▼▼▼
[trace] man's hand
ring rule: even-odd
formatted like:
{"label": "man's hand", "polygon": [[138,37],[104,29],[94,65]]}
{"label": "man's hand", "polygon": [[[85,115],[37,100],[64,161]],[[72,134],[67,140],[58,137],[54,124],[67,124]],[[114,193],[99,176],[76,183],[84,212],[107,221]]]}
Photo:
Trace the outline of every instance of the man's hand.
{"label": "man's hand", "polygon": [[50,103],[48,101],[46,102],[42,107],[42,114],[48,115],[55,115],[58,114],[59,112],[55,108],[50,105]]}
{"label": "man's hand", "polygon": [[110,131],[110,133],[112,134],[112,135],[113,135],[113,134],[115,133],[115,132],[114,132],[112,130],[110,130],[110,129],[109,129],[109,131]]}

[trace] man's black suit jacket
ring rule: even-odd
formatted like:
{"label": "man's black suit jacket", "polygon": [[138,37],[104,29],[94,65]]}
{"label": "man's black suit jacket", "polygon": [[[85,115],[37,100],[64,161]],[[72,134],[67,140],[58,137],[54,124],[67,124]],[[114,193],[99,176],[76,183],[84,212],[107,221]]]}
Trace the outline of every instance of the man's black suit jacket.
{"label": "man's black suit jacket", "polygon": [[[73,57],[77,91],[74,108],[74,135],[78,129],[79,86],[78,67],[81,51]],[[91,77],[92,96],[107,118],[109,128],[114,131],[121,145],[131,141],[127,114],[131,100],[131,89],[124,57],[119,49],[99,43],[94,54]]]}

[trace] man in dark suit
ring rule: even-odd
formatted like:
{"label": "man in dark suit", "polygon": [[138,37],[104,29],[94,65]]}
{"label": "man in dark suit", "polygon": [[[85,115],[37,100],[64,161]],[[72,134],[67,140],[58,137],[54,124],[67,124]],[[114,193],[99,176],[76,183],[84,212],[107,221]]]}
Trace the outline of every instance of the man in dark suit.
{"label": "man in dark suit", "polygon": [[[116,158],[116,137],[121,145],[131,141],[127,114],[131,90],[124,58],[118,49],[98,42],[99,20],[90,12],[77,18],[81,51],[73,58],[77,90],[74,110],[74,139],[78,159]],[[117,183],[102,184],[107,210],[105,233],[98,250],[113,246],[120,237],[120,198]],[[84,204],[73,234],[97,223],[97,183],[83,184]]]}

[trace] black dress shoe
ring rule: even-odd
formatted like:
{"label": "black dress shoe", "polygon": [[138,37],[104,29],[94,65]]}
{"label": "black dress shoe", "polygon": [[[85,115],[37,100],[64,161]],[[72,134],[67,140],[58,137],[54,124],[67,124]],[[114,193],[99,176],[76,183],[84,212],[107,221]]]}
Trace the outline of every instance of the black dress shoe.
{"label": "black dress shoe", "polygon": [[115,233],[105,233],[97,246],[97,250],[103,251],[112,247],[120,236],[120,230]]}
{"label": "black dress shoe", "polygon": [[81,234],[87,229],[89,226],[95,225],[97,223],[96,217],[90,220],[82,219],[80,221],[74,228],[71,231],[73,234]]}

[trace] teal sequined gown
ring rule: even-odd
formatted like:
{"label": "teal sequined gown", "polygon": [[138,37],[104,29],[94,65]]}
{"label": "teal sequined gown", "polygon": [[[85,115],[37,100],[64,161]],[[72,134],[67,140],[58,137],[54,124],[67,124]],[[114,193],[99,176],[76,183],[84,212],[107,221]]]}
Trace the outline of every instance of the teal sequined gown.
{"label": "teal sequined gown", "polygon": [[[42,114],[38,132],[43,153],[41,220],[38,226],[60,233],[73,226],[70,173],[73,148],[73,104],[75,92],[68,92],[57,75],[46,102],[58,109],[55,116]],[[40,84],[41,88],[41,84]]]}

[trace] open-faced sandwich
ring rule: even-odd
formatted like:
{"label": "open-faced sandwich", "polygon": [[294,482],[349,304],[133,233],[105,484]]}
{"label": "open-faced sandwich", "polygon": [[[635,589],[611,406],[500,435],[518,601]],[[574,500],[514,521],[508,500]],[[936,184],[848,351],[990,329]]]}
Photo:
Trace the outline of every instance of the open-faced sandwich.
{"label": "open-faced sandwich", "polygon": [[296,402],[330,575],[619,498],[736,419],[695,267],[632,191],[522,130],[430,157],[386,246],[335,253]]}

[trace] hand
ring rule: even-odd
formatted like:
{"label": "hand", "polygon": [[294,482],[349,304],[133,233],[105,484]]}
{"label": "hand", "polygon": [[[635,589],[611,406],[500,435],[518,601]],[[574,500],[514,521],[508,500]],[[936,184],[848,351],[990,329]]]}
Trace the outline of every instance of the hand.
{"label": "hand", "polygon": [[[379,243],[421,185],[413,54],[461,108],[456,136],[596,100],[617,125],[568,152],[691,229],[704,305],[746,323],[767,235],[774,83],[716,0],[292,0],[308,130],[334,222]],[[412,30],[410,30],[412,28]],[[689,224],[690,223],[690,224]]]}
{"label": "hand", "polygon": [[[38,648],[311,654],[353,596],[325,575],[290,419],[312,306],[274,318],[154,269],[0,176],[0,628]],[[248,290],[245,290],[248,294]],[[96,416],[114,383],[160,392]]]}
▲▲▲
▼▼▼
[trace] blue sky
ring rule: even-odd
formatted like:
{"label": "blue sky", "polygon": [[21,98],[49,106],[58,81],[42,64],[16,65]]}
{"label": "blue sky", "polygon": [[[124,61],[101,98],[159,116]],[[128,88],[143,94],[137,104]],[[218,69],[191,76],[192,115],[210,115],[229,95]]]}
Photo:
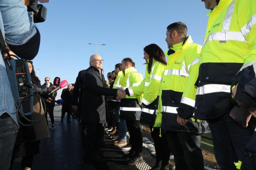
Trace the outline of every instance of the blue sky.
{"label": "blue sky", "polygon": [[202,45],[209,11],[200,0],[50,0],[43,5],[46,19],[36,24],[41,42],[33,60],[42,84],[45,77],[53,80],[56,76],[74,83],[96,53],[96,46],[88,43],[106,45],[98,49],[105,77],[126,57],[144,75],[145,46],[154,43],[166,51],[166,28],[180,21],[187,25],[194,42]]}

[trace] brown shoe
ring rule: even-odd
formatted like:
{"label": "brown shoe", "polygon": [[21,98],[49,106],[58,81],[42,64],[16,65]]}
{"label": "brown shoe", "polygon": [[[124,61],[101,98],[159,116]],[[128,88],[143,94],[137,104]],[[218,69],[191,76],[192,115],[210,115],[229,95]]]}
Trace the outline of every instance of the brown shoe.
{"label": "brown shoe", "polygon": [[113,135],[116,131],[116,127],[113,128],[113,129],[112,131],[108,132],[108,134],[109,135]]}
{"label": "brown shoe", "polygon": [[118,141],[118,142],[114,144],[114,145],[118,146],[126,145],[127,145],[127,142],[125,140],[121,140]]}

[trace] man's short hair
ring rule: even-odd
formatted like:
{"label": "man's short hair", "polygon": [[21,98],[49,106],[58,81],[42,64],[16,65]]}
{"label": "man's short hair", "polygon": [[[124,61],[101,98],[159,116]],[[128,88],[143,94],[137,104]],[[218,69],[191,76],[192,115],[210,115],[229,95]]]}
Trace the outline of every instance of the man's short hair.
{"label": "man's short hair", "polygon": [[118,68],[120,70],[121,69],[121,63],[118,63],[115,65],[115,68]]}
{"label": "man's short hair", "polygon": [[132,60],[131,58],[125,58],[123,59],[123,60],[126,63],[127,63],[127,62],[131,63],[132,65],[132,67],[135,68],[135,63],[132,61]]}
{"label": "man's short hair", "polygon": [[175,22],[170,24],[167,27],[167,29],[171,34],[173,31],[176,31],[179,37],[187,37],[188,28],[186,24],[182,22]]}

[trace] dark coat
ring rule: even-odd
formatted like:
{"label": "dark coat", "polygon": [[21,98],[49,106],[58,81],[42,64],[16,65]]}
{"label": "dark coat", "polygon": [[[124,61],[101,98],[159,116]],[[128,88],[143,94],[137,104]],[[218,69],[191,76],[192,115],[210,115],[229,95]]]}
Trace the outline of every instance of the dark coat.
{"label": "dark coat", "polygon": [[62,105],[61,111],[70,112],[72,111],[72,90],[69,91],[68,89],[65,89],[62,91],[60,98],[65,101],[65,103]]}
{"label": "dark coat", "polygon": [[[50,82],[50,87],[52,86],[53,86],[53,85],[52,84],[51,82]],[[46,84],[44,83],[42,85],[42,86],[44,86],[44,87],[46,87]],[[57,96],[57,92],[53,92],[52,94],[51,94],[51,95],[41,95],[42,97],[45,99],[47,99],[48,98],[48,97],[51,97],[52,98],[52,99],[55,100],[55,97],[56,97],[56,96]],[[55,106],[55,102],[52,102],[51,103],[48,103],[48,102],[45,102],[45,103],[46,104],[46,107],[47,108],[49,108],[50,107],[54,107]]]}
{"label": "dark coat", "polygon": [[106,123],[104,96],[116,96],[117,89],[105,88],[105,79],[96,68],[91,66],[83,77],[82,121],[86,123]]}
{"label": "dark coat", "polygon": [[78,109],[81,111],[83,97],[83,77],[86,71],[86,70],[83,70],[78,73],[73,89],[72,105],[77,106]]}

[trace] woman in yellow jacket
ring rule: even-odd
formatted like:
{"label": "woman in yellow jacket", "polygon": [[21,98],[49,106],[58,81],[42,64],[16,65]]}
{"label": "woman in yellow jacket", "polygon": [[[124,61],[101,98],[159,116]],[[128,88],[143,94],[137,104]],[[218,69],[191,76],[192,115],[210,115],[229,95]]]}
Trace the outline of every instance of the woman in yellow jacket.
▲▲▲
◆ TASK OBJECTIVE:
Edit the stretch of data from the line containing "[trace] black dress shoe" through the line containing "Trace the outline of every instance of the black", substituting "brown dress shoe" for every "black dress shoe" and changing nothing else. Return only those lines.

◆ FINAL ANSWER:
[trace] brown dress shoe
ring rule: even-odd
formatted like:
{"label": "brown dress shoe", "polygon": [[138,37],[104,29],[94,65]]}
{"label": "brown dress shoe", "polygon": [[[85,115],[37,100],[64,161]],[[72,134],[67,140],[58,137],[54,124],[67,124]],[[114,193],[99,176],[76,183],[84,212],[107,221]]]}
Trace the outline of every instance of the brown dress shoe.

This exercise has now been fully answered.